%%
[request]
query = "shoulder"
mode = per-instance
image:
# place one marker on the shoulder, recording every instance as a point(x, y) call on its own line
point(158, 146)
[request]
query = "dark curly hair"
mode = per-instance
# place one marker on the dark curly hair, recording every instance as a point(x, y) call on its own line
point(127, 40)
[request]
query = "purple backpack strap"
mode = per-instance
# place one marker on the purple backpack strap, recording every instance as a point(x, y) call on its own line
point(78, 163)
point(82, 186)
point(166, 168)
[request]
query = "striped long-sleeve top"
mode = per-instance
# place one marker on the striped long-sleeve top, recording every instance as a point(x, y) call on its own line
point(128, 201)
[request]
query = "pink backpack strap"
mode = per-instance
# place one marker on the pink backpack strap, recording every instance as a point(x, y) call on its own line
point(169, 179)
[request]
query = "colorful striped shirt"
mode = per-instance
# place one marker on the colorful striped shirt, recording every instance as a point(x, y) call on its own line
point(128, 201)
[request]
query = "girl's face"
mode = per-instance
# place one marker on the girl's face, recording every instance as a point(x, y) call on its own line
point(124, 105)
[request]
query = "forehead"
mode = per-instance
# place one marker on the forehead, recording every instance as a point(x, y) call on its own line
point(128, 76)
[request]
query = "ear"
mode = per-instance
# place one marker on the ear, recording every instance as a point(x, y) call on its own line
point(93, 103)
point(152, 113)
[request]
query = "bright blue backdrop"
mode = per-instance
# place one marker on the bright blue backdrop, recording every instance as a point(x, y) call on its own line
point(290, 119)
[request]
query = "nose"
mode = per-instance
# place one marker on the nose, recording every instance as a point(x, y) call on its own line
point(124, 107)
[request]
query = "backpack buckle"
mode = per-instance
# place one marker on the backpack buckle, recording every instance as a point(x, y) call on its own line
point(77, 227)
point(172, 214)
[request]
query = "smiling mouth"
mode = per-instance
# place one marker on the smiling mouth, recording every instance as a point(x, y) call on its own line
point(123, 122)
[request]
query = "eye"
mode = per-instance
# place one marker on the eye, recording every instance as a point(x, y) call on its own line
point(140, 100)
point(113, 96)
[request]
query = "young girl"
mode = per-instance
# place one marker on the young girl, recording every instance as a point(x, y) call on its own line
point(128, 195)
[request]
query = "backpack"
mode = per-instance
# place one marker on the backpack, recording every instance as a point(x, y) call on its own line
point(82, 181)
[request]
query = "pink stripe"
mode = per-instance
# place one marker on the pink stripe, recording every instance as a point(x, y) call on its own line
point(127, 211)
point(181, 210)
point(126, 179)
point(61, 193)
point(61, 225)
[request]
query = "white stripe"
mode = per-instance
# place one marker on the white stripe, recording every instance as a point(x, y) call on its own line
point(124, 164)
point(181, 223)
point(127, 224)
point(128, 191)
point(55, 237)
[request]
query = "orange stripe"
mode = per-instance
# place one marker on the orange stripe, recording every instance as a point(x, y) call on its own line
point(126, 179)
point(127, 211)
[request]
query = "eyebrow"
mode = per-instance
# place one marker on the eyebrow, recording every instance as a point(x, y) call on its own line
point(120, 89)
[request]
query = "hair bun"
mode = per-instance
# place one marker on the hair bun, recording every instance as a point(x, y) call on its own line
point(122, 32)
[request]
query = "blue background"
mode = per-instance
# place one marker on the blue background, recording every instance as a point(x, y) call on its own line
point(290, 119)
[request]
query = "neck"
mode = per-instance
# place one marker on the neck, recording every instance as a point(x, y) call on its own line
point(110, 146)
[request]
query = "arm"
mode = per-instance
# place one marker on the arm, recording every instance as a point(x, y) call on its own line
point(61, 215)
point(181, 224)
%%
- _EL PROBLEMA_: Copia de nuevo todos los datos y sustituye cada aparición de "place one marker" por "put a single marker", sin cambiar nada más.

- _RESPUESTA AL PROBLEMA_:
[request]
query = "shoulder"
mode = per-instance
image:
# put a single marker on the shoulder, recording every instance as a point(x, y) call on its own line
point(158, 146)
[request]
query = "dark curly hair"
mode = per-instance
# put a single marker on the dark curly hair, recording every instance as a point(x, y) call on its own line
point(127, 40)
[request]
query = "purple backpack strap"
mode = per-instance
# put a single marker on the purple backpack strap, recording every instance as a point(x, y) call on its own line
point(78, 163)
point(82, 186)
point(166, 168)
[request]
query = "striped long-sleeve top"
mode = per-instance
# put a single marker on the striped long-sleeve top, recording every instance as a point(x, y) call on its own line
point(128, 201)
[request]
query = "pink backpack strap"
mode = per-instance
# put a single marker on the pink backpack strap, recording every instance as a point(x, y) call on its own line
point(169, 179)
[request]
query = "colorful striped shirt"
mode = per-instance
# put a single marker on the colorful striped shirt, recording every instance as a point(x, y) call on its own line
point(128, 201)
[request]
query = "girl's face"
mode = per-instance
# put a single marker on the girl's face, recording every instance as a point(x, y) call on its own line
point(124, 105)
[request]
query = "forehead"
mode = per-instance
# put a single marker on the forehead, recording every instance as a point(x, y) call on its own line
point(128, 76)
[request]
query = "ear"
mode = per-instance
# put a single marker on the ear, recording every instance as a point(x, y) call on its own line
point(93, 103)
point(152, 113)
[request]
query = "bright blue backdrop"
mode = per-instance
# put a single marker on the bright blue backdrop, recording every instance as a point(x, y) call on its own line
point(290, 119)
[request]
query = "nose"
mode = per-instance
# put a single marker on the nose, recording every instance as a point(x, y) call on its own line
point(124, 107)
[request]
query = "backpack buckle"
mode = per-instance
# put a single marker on the backpack buckle, recording every instance as a point(x, y) call on its own line
point(77, 227)
point(172, 214)
[request]
query = "smiling mouth"
mode = per-instance
# put a single marker on the smiling mouth, recording every instance as a point(x, y) call on its own line
point(123, 122)
[request]
query = "eye"
mode = per-instance
# put a single marker on the eye, recording every instance as a point(x, y) call on its own line
point(140, 100)
point(113, 96)
[request]
query = "young girl"
mode = per-instance
# put a single marker on the young girl, recording every instance as a point(x, y) call on its own line
point(128, 195)
[request]
query = "backpack"
mode = per-instance
# put a single marker on the backpack, recording every instance as a point(x, y) call on its own line
point(82, 181)
[request]
query = "pink stripe"
mode = per-instance
# put a single marker on the pink stripe, recording every instance as a point(x, y) call on its own line
point(127, 211)
point(181, 210)
point(126, 179)
point(61, 193)
point(61, 225)
[request]
query = "white stripe"
mode = per-instance
# put a single marker on the white stripe, recording every instance as a point(x, y) call on its own line
point(124, 164)
point(181, 223)
point(127, 224)
point(128, 191)
point(55, 237)
[request]
query = "orange stripe"
mode = per-instance
# put a single marker on the orange stripe, recording every instance as a point(x, y) call on its own line
point(126, 179)
point(127, 211)
[request]
query = "eyebrow"
mode = per-instance
# put a single marker on the eyebrow, recording every instance as a point(x, y) call on its own line
point(120, 89)
[request]
query = "hair bun"
mode = per-instance
# put a single marker on the hair bun, recording every instance as a point(x, y) call on its own line
point(122, 32)
[request]
query = "blue background"
mode = per-instance
# put a single marker on the blue background, recording every instance as a point(x, y) call on its own line
point(290, 119)
[request]
query = "neck"
mode = per-instance
# put a single marker on the neck, recording every instance as a point(x, y) call on its own line
point(110, 146)
[request]
query = "arm"
mode = per-instance
# put a single marker on the arm, recording every instance as a point(x, y) call on its own line
point(61, 215)
point(181, 224)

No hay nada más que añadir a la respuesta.